Consigne 1 – De quelle couleur était le pick-up d'OHI dans le récit de l'accident ?
Consigne 2 – Extrayez du récit de l'accident le passage qui va de « Un jour, Yolaine » à « poursuivait sa route. », sans rien y changer.

29 mars 2010

"Culture shock"... très très shock!

Un jour, Yolaine L., Véronique D. et moi, serrés comme des sardines dans le petit habitable du pick-up jaune d’OHI, roulions sur le chemin de retour de Khao-I-Dang à Aranyaprathet; nous suivions alors un gros semi-remorque depuis quelques centaines de mètres, lorsque celui-ci s’écarta très légèrement du bord de la route pour dépasser un motocycliste. Alors qu’il était en train de le dépasser d’assez près, nous  observions avec inquiétude le motard qui semblait ne pas rester droit dans sa trajectoire, vacillant de plus en plus… était-ce le déplacement d’air du camion qui le frôlait? Était-il saoul? Toujours est-il que c’est avec stupeur que nous le vîmes soudain basculer vers le camion, heurter violemment la remorque et s’écraser sur le bitume dans un bruit mat de métal raclé. Yolaine pila pour éviter le corps qui gisait à terre, tandis que le camion poursuivait sa route.

Données enregistrées –
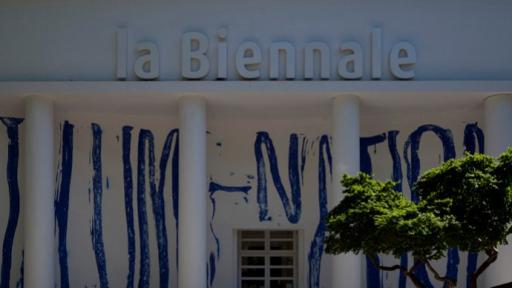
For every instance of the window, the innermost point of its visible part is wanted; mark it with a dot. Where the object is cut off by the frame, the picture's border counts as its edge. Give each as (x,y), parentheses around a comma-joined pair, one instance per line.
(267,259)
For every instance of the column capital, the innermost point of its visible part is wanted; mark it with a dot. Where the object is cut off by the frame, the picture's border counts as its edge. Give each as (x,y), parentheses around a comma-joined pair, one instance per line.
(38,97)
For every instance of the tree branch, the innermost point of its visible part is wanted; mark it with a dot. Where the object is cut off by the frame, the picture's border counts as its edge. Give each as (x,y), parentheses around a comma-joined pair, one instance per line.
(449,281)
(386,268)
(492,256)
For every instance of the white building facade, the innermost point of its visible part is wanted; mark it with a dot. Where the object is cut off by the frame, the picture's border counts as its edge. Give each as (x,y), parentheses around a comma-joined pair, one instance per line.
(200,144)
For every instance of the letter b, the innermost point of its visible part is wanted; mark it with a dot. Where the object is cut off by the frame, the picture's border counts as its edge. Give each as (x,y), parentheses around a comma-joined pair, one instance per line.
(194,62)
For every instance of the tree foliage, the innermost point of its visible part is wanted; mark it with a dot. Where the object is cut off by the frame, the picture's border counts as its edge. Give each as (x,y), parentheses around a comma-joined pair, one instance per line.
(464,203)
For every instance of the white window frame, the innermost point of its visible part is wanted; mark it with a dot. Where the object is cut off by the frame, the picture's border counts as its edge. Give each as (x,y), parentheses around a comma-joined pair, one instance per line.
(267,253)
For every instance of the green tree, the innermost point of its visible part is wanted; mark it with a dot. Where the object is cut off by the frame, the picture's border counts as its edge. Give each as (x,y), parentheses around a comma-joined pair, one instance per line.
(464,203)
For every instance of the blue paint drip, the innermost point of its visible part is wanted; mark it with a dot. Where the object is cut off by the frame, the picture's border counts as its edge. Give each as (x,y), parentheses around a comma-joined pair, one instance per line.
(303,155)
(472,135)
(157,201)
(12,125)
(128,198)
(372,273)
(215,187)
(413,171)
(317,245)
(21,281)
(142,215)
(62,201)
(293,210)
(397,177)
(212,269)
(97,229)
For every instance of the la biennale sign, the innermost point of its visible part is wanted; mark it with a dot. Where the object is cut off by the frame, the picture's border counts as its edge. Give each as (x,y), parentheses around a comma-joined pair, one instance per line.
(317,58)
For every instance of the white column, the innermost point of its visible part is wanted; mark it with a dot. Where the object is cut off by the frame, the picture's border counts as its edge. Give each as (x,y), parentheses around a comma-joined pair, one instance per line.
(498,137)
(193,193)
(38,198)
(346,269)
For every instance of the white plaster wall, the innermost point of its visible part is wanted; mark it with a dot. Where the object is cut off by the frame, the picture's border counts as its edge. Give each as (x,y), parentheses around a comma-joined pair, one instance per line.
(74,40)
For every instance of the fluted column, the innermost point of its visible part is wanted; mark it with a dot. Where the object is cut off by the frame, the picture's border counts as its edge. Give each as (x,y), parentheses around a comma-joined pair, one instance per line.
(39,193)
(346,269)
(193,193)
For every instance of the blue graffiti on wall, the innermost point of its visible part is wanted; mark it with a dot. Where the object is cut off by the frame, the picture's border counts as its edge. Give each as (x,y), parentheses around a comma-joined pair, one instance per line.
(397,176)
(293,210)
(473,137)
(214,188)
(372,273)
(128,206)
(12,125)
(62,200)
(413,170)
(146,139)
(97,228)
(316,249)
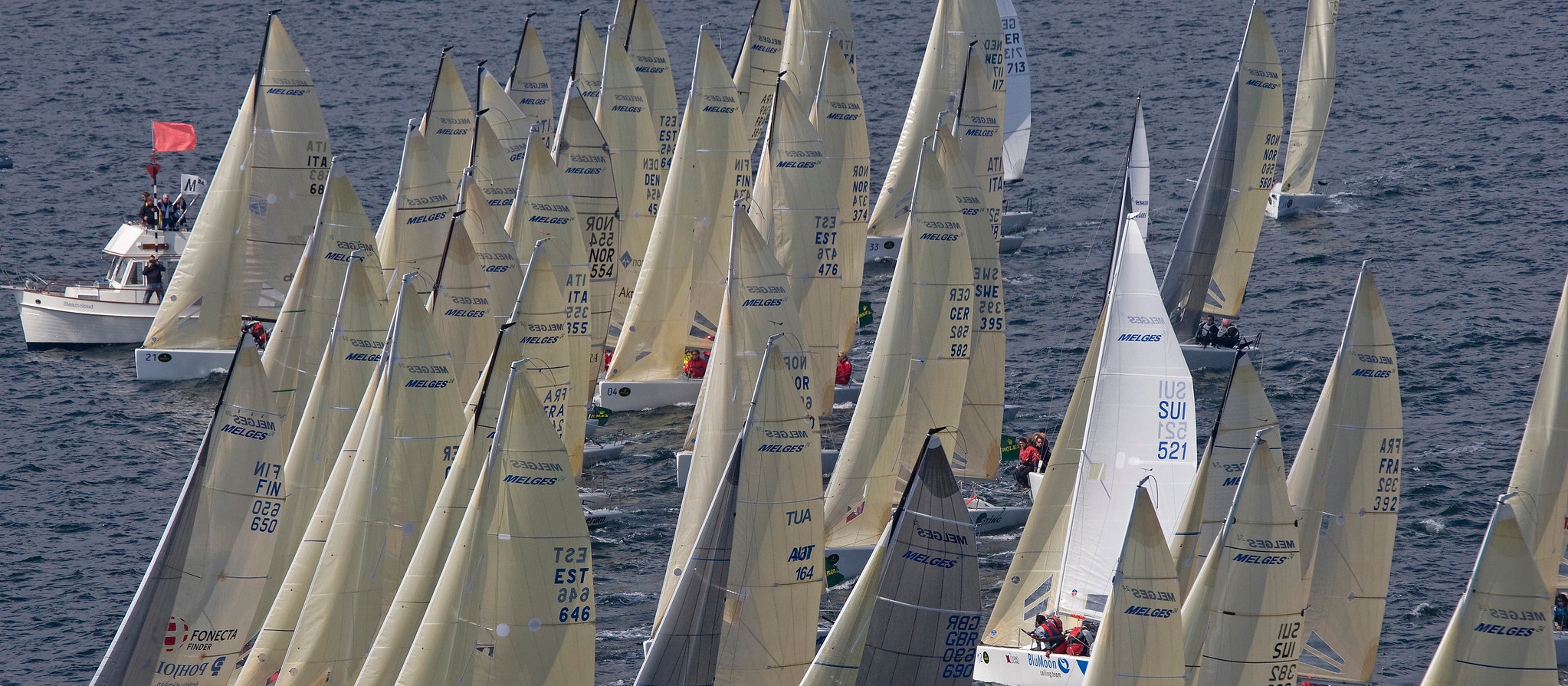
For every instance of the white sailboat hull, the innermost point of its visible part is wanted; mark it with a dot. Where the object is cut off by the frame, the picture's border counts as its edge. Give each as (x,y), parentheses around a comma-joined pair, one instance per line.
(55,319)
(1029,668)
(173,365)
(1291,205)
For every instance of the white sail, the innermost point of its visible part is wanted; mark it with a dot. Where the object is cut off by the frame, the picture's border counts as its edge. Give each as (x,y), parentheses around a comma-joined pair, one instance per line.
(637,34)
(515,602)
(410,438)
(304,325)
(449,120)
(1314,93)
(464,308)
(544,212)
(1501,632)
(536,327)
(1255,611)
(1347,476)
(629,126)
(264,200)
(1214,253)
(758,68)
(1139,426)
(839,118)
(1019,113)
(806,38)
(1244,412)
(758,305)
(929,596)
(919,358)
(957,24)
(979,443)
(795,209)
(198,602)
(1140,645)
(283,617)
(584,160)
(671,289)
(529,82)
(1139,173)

Résultat 1 – Il était jaune.

Résultat 2 –
Un jour, Yolaine L., Véronique D. et moi, serrés comme des sardines dans le petit habitable du pick-up jaune d’OHI, roulions sur le chemin de retour de Khao-I-Dang à Aranyaprathet; nous suivions alors un gros semi-remorque depuis quelques centaines de mètres, lorsque celui-ci s’écarta très légèrement du bord de la route pour dépasser un motocycliste. Alors qu’il était en train de le dépasser d’assez près, nous  observions avec inquiétude le motard qui semblait ne pas rester droit dans sa trajectoire, vacillant de plus en plus… était-ce le déplacement d’air du camion qui le frôlait? Était-il saoul? Toujours est-il que c’est avec stupeur que nous le vîmes soudain basculer vers le camion, heurter violemment la remorque et s’écraser sur le bitume dans un bruit mat de métal raclé. Yolaine pila pour éviter le corps qui gisait à terre, tandis que le camion poursuivait sa route.